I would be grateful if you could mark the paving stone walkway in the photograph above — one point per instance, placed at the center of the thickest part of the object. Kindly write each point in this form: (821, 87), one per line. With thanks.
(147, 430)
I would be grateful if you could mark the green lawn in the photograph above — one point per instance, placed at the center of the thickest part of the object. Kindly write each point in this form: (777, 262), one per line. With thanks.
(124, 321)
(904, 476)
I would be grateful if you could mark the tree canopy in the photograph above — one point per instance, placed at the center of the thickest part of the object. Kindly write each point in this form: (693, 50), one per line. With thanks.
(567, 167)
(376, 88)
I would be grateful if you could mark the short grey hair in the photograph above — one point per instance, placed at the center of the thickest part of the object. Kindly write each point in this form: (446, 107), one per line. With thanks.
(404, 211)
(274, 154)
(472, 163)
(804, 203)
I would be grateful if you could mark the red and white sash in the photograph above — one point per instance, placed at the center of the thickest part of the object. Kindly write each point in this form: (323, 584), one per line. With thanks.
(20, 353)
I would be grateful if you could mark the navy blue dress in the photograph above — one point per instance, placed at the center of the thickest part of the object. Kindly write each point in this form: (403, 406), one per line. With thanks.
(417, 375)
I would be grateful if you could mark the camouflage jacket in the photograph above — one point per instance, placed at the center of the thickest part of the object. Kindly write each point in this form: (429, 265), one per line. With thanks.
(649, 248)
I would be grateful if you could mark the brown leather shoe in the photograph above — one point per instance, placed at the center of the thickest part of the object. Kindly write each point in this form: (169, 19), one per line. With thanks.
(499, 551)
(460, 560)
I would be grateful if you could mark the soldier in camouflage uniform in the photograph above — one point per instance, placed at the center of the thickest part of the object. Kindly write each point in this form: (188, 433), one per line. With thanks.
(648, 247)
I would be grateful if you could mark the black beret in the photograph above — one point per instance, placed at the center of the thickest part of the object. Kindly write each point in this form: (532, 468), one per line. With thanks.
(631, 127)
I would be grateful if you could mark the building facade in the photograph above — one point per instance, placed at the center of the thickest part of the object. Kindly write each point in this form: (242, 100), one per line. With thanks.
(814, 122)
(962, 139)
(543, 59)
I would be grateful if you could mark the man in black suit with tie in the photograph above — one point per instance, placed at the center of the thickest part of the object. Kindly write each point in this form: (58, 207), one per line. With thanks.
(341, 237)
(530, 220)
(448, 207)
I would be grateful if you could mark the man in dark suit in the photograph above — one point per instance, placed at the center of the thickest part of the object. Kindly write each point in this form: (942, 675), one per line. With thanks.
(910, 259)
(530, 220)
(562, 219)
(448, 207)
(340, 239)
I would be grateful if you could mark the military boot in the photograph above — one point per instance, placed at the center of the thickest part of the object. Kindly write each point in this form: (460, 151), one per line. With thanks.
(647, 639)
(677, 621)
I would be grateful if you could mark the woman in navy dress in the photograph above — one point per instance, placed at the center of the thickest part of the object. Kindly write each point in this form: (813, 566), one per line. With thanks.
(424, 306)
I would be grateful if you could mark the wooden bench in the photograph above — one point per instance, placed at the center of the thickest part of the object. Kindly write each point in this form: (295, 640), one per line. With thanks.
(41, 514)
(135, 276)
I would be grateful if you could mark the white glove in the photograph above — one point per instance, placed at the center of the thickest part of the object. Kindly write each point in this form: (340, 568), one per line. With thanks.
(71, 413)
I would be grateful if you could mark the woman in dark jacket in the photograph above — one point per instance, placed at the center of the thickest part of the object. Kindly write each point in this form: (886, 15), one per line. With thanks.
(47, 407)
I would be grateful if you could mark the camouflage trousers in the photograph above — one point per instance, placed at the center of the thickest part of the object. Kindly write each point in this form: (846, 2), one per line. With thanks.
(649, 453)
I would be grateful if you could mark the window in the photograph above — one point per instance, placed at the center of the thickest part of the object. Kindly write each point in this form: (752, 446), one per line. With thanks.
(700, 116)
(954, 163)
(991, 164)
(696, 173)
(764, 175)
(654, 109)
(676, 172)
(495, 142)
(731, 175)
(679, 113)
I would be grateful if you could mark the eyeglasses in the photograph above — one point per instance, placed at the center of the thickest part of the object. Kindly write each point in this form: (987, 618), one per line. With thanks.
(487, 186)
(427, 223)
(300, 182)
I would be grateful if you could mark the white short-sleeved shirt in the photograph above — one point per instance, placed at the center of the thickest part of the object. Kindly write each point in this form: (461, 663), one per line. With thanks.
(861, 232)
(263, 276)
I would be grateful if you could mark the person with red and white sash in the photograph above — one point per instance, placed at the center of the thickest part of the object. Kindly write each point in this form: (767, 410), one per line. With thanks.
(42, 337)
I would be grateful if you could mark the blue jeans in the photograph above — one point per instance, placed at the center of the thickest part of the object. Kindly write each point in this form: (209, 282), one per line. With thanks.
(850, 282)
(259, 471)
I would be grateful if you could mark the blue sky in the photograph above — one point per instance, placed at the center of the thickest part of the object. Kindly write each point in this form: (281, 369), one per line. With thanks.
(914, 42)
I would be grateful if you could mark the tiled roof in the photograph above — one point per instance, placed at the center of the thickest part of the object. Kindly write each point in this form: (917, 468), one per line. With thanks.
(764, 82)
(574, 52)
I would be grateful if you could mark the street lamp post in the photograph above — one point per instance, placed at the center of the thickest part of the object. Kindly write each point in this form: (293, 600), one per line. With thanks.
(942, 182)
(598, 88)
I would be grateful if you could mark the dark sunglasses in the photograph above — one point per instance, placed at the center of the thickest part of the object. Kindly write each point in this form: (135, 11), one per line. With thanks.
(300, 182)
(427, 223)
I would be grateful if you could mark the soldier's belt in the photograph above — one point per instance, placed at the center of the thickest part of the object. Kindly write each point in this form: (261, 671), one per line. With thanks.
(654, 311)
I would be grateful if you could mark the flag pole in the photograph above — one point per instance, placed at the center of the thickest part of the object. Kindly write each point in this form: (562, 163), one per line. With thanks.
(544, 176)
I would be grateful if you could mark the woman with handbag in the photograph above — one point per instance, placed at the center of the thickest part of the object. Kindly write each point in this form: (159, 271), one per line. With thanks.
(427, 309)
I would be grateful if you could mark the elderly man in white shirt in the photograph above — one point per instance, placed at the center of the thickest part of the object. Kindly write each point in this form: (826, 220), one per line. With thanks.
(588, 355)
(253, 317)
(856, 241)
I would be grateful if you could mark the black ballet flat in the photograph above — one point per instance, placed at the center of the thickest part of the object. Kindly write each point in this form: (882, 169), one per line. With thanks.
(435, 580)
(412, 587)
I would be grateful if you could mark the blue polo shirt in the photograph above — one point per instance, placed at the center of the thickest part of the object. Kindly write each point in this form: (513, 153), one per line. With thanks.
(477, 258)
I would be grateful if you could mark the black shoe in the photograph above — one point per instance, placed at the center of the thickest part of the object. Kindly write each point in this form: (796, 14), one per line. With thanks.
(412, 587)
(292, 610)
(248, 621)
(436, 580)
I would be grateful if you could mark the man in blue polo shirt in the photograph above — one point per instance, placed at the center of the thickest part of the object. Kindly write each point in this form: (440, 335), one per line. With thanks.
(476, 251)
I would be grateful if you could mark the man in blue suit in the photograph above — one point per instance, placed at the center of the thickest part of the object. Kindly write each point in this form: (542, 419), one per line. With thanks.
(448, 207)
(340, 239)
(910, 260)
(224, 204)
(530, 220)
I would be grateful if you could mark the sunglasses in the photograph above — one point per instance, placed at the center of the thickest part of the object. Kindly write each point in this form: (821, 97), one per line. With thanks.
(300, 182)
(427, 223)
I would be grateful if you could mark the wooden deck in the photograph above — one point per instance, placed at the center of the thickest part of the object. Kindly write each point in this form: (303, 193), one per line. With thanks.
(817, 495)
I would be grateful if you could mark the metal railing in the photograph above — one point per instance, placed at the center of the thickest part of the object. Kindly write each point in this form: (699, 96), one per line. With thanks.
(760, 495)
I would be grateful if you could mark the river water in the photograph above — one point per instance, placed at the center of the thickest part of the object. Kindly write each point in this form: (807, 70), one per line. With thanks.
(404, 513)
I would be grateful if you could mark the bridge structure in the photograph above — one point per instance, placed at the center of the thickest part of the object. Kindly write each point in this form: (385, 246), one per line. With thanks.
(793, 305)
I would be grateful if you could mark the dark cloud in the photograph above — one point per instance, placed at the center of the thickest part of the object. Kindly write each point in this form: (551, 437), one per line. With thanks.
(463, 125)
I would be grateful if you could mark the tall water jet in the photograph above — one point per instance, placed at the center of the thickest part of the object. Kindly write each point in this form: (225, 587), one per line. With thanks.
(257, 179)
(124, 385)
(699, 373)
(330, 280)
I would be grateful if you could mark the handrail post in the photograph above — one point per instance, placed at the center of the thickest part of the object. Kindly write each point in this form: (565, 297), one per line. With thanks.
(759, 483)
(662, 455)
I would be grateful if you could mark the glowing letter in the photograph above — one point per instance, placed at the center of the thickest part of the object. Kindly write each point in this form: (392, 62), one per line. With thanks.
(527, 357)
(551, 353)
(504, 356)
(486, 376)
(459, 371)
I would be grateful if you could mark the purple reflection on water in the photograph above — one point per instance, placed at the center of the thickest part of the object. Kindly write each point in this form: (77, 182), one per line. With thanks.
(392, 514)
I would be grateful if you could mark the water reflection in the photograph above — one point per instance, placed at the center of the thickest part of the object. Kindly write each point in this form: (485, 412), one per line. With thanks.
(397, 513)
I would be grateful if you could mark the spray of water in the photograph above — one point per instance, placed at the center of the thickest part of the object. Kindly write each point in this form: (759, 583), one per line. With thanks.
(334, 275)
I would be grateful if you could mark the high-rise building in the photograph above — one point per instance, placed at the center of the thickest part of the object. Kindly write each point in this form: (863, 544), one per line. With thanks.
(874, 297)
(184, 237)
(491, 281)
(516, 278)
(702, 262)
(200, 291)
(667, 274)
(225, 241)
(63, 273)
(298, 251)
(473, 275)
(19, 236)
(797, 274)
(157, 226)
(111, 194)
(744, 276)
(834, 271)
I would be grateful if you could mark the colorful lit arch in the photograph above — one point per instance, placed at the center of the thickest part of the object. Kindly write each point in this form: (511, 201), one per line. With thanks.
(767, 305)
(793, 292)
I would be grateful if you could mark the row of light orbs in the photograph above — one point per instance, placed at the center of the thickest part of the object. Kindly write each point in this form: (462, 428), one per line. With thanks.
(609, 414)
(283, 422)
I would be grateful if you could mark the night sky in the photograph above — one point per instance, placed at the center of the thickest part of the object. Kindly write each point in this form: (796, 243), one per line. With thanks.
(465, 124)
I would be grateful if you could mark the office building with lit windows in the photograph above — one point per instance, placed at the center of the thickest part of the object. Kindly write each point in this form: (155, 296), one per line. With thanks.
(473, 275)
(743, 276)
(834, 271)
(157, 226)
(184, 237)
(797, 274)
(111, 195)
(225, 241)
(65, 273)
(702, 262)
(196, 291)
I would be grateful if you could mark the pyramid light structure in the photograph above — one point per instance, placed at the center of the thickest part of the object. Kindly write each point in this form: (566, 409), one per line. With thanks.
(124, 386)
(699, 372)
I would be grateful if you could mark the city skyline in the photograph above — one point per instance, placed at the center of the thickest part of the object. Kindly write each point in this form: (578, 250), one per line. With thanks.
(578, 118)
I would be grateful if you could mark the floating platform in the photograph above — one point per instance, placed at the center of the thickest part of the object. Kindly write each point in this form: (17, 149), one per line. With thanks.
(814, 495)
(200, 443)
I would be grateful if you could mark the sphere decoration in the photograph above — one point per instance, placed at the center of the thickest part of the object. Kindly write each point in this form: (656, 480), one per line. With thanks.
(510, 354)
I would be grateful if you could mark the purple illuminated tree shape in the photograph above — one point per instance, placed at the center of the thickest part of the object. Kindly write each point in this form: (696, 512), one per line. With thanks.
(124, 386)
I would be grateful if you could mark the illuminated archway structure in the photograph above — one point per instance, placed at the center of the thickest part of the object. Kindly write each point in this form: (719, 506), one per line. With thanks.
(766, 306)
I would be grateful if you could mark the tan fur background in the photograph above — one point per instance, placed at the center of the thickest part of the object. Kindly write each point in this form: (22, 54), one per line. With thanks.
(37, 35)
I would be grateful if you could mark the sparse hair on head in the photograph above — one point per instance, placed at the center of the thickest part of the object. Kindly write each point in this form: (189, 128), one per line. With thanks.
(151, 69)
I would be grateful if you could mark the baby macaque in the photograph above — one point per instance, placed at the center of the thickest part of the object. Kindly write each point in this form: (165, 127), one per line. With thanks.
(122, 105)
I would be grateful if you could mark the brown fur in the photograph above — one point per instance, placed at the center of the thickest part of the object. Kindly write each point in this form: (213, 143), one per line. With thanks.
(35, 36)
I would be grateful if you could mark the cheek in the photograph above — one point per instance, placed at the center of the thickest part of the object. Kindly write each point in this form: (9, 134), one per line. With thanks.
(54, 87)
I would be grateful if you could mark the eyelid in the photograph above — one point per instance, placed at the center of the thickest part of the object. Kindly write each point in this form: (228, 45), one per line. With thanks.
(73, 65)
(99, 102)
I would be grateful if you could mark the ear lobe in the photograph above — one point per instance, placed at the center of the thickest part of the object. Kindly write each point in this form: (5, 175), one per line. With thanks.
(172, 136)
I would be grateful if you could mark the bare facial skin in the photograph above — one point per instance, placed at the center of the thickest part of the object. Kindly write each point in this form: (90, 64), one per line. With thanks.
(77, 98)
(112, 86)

◆ **Task statement**: In the listing above, find the line with "I would be grateful if you could mark the bare" and set down that line and all after it exactly, through the final line.

◆ **The completed task**:
I would be grateful if you could mark the bare facial skin in the photograph above — one point per instance, placed at the center of the thickest part of the object. Kindly write each point in this form: (90, 64), one per line. With thanks.
(77, 98)
(112, 86)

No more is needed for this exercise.